THE EXERCISE
Counting case-sensitively, how many lines in the data below contain the string "backpack"? Reply with the number only.

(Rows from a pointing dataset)
==*==

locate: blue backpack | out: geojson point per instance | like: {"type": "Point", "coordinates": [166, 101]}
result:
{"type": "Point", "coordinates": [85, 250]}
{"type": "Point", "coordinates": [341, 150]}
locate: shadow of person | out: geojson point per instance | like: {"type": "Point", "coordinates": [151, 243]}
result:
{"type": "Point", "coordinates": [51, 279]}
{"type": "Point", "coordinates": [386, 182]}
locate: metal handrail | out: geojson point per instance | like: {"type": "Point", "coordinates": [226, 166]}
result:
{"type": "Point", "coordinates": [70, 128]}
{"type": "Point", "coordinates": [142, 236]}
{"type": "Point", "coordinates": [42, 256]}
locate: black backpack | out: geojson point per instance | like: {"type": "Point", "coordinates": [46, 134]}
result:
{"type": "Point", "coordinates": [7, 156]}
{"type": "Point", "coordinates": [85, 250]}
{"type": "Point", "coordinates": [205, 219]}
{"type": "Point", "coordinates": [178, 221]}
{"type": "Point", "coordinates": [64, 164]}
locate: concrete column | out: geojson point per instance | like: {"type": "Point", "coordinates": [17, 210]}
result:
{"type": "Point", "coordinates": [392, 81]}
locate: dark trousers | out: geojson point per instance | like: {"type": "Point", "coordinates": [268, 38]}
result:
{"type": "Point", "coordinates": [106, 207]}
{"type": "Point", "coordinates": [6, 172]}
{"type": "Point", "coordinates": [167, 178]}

==*==

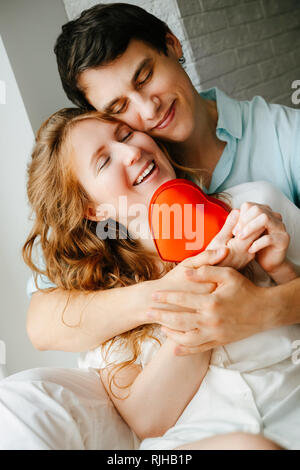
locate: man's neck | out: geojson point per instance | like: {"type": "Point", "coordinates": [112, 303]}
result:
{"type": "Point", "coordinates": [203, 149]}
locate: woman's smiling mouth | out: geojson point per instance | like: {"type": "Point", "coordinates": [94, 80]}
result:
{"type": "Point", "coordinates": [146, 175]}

==*==

ANSWER TO THE TASK
2